(目的 1)
以下のエントリのうち、文字列「sash」を含む行をすべて報告してください。大文字と小文字は区別されます。

(提示文)
· · · · · · ·

神田沙也加、世論も認める親の七光り
を感じさせない「努力家」

神田沙也加

 神田沙也加の印象は、歌は上手く、表現力も豊かで笑顔。大ヒットとなった映画『アナと雪の女王』で見せた堂々たる歌声は、2014年末の紅白歌合戦において、米ニューヨーク・マンハッタンの特設会場から本家エルサ役を務めたイディナ・メンゼルとの共演でも発揮された。

 彼女は昨年末まで、TRUSTRICK(トラストリック)というユニットを組み、音楽活動していた。アルバムを定期的にリリースしていたがライブユニットとの印象が強い。

 他の歌手と異なるのは舞台経験が豊富であること。音楽と舞台とでは声の出し方は違う。沙也加は舞台で培った声量と演技力(この場合は表情だけでなく声も含まれる)をもって曲の世界観を立体的に映し出していた。時折みせるバラードでの繊細さにハッとさせられることもあった。

 神田正輝と松田聖子の間に生まれた。プレッシャーも大きかったのであろう。1回目のデビューは2002年。SAYAKA名義で歌手デビュー、その後、女優としてもデビューを果たすもその3年後の19歳の時に活動を休止した。

 当時、休止の理由を「高校卒業をひと区切りとし、この機会にゆっくりと時間をとっていろいろなことを勉強し将来のことを考えたい」と語っている。後に、ある番組で「高校卒業したのが大きい。これから芸事をやるか、普通の仕事をするのか、選べるギリギリのボーダーかなと思って」と振り返っている。

 その後、表舞台から姿を消した。ある番組で彼女はこの期間、生活のために懐石料理店で仲居のバイトをしていたと明かしている。そこでの評価は高く正社員の打診もあったそうだ。真面目な仕事ぶりが目に浮かぶ。

 そして、2006年12月に本名の神田沙也加名義で芸能界に復帰。最初に足を踏んだのは舞台だった。舞台経験を重ね実力を磨いていく。くじけず前を見据えて稽古に励む。その姿をみてある関係者は「努力家」と称えた。

· · · · · · ·

(抽出データ)
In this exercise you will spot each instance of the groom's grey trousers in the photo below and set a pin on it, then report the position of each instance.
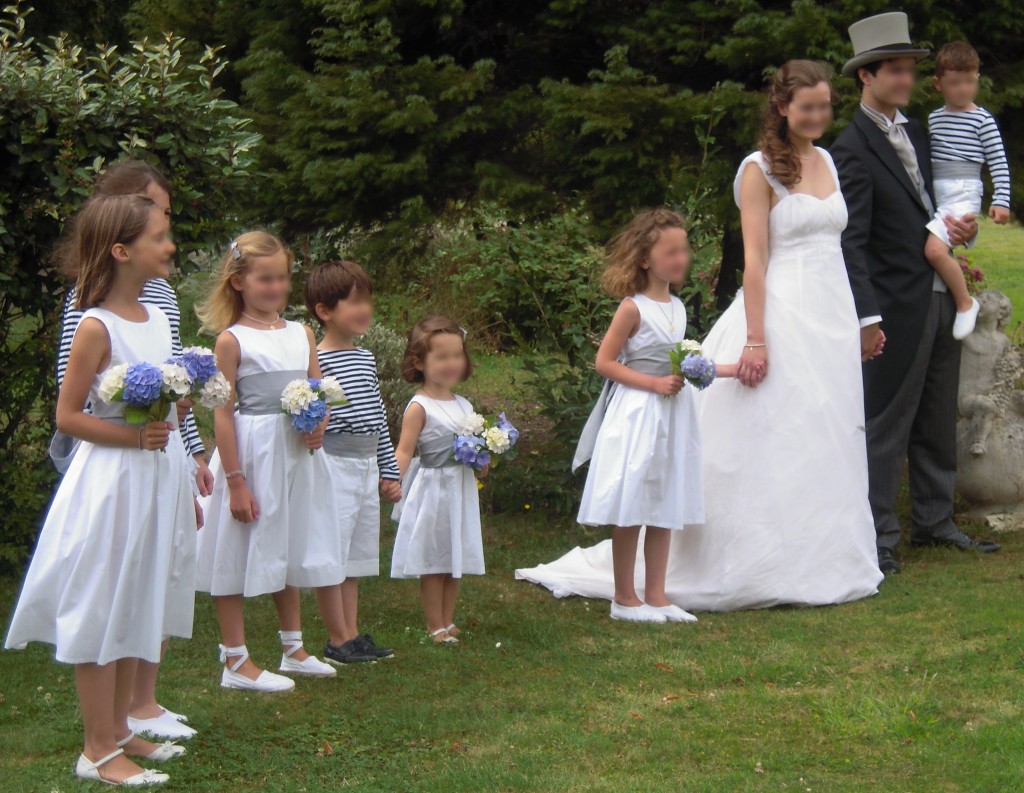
(919, 426)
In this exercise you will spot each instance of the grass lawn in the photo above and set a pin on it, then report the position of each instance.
(919, 689)
(999, 254)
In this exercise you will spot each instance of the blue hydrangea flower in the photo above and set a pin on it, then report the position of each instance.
(306, 420)
(698, 371)
(469, 450)
(142, 383)
(201, 366)
(506, 425)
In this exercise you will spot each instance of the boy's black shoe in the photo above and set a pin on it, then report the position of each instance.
(367, 645)
(347, 653)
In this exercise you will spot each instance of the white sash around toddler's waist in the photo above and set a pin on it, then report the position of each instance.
(347, 445)
(955, 169)
(259, 393)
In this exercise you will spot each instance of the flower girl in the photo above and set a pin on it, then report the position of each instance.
(271, 523)
(643, 440)
(438, 538)
(114, 569)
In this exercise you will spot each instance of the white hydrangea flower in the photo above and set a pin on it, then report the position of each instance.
(296, 397)
(333, 392)
(176, 379)
(215, 392)
(113, 381)
(472, 425)
(497, 440)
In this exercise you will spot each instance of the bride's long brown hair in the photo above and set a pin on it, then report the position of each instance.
(774, 142)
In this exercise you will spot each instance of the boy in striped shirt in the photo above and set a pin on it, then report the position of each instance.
(965, 137)
(358, 448)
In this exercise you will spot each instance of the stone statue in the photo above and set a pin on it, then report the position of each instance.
(990, 430)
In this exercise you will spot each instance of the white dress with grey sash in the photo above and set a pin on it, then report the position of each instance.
(296, 540)
(645, 467)
(439, 514)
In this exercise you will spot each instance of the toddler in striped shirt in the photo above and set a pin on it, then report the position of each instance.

· · · · · · ·

(目的 2)
上記の神田沙也加に関する記事について、次の問いに答えてください。
(a) 2014年末の紅白歌合戦で神田沙也加が共演した相手は誰ですか。
(b) 1回目のデビューは何年で、どの名義によるものでしたか。
(c) 芸能界に復帰したのは何年何月で、どの名義によるものでしたか。

(出力 1)
In this exercise you will spot each instance of the white sash around toddler's waist in the photo above and set a pin on it, then report the position of each instance.
In this exercise you will spot each instance of the white dress with grey sash in the photo above and set a pin on it, then report the position of each instance.

(出力 2)
(a) 本家エルサ役を務めたイディナ・メンゼルです。
(b) 2002年、SAYAKA名義での歌手デビューです。
(c) 2006年12月、本名の神田沙也加名義です。